#### [GIVEN REQUEST]
Render every line of the records below as a JSON list of strings, with one string per line and blank lines omitted. Leave the pictures out.

(Rows from a dataset)
================================

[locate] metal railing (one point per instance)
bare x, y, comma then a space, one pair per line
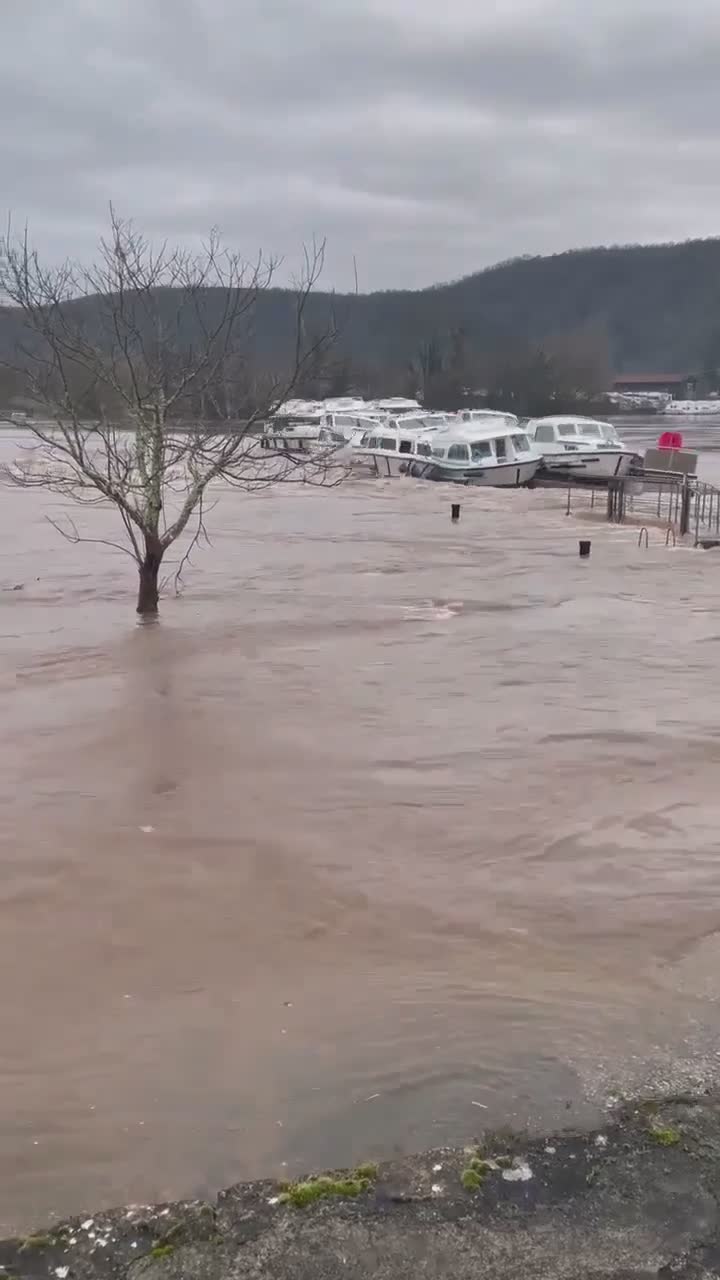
682, 504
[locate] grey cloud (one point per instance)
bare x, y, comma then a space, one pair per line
424, 140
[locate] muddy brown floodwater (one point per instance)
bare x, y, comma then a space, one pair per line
390, 830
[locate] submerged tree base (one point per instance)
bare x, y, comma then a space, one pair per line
627, 1202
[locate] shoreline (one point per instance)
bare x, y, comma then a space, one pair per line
636, 1198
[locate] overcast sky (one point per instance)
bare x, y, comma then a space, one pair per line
424, 137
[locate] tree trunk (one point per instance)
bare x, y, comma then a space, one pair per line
147, 593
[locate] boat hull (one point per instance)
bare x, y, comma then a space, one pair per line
504, 475
591, 465
383, 464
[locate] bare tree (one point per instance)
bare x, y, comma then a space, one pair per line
136, 366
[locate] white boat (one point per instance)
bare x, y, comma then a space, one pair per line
579, 447
488, 416
481, 453
388, 447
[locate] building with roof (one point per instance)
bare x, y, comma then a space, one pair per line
677, 385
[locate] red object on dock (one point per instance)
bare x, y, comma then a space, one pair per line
670, 440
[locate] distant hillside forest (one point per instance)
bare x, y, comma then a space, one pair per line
532, 334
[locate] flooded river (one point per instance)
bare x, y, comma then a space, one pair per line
391, 830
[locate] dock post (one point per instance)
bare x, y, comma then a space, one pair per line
686, 510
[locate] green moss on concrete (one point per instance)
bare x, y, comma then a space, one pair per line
475, 1174
162, 1251
326, 1185
36, 1242
665, 1136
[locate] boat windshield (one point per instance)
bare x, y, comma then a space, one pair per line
609, 433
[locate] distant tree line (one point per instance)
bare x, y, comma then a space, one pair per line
531, 334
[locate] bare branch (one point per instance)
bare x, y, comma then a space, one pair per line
133, 366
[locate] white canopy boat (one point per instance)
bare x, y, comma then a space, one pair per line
481, 453
579, 447
388, 447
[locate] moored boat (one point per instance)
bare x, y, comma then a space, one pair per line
479, 453
580, 448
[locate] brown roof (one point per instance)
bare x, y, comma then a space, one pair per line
652, 378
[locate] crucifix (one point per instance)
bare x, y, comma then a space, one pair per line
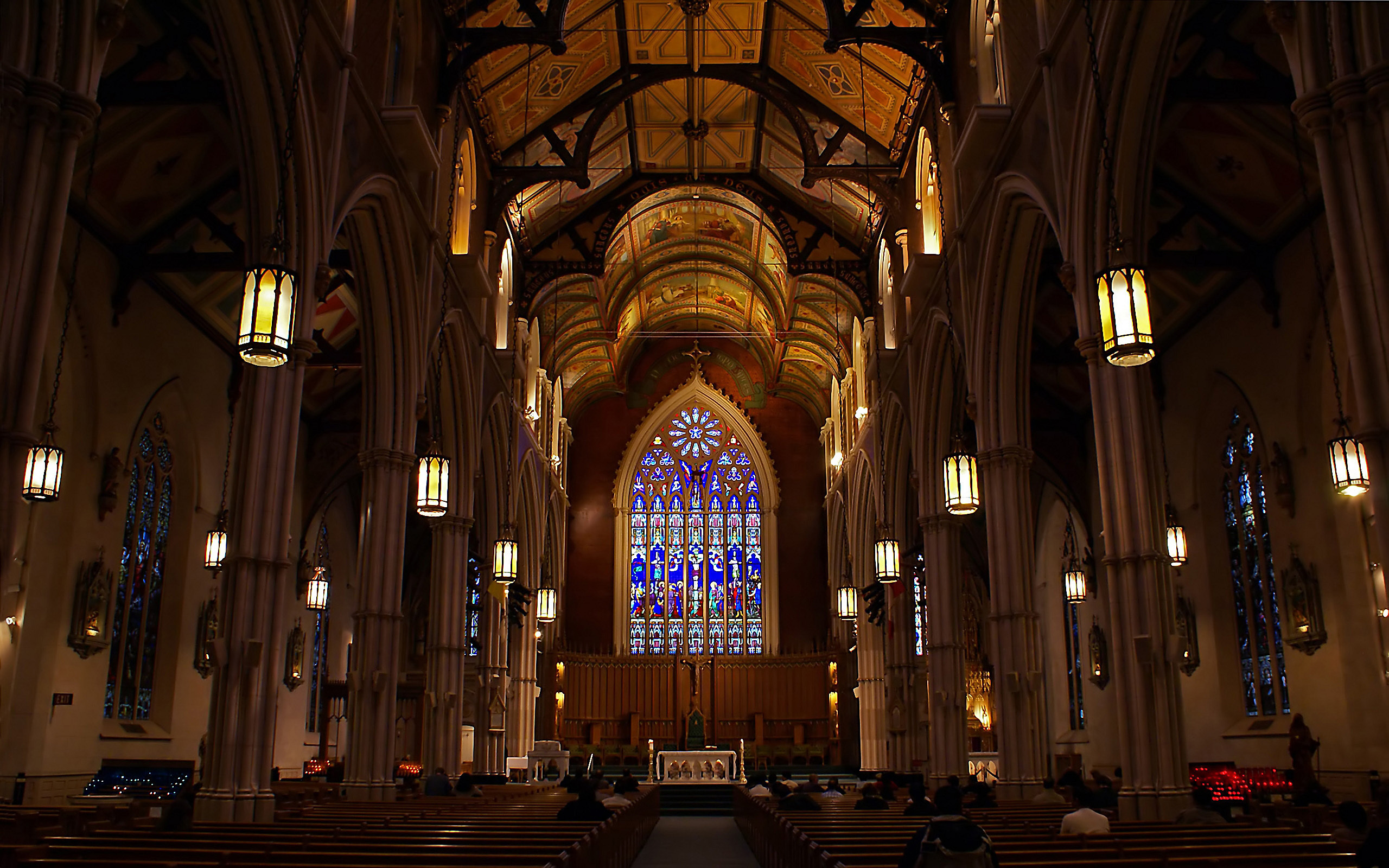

================================

#### [CORRECT RESPONSE]
[
  "[locate] metal railing (one point per instance)",
  "bare x, y, comma then a space, one pair per line",
  "682, 504",
  "[locate] grey cloud (one point per instance)",
  "bare x, y, comma then a space, one pair per line",
  "424, 140",
  "[locate] muddy brown floodwater (one point per instance)",
  "bare x, y, comma then a space, one pair per line",
  "390, 830",
  "[locate] submerged tree base (one point per instance)",
  "bare x, y, comma then a space, one pair per line",
  "627, 1202",
  "[locate] shoreline (one point per instance)",
  "bare x, y, comma then a space, one pair per line",
  "636, 1198",
  "[locate] overcast sky (one point per instance)",
  "bare x, y, comma then a space, one pair per line",
  "424, 137",
  "[locate] tree trunk (one point per instance)",
  "bare x, y, comma then a space, one pair per line",
  "147, 593",
  "[locate] boat hull (one point per instance)",
  "bare x, y, comma then a space, one pair per line",
  "504, 475",
  "591, 465",
  "383, 464",
  "[locate] bare tree (one point per instance)",
  "bare x, y, comma then a space, one pair per line",
  "136, 366",
  "[locate] white boat (one point per instance)",
  "bare x, y, comma then a space, one pair per line",
  "579, 447",
  "488, 416",
  "481, 453",
  "388, 447",
  "[locate] building with roof (one point per instance)",
  "bare x, y, comma then a space, one pair per line",
  "677, 385",
  "[locate] red object on dock (one point per instance)",
  "bare x, y, comma then a space, one pair per line",
  "670, 440",
  "[locate] distant hillside forest (one point per instance)",
  "bare x, y, comma then a space, one pair per line",
  "532, 334",
  "[locate] flooded river (one point per instance)",
  "bare x, y, comma then a space, one pair per line",
  "391, 830",
  "[locate] dock post (one point per instance)",
  "bare x, y, comma then a space, one pair per line",
  "686, 510",
  "[locate] green moss on concrete (one point per instance)",
  "bare x, y, comma then a space, one pair per line",
  "475, 1174",
  "162, 1251",
  "326, 1185",
  "36, 1242",
  "665, 1136",
  "[locate] boat windshield (one point per instance)",
  "bare x, y, comma then a space, one pair per line",
  "609, 433",
  "[locate] distant tree line (one point per instance)",
  "bare x, y, comma then a space, one pair per line",
  "531, 334",
  "[locate] bare branch (one point per instance)",
  "bare x, y, comma then a space, one pair per line",
  "133, 366",
  "[locate] white canopy boat (one point per instance)",
  "bare x, y, comma then a space, one pair per line",
  "481, 453",
  "579, 447",
  "388, 447",
  "[locate] moored boat (one point per instance)",
  "bare x, y, comma then a space, one pair per line",
  "479, 453",
  "580, 448",
  "[locate] brown roof (one point per instance)",
  "bare x, y, comma then a space, one pair per line",
  "652, 378",
  "[locate] crucifix (one point per instance)",
  "bare x, y, comma then a space, one pair per line"
]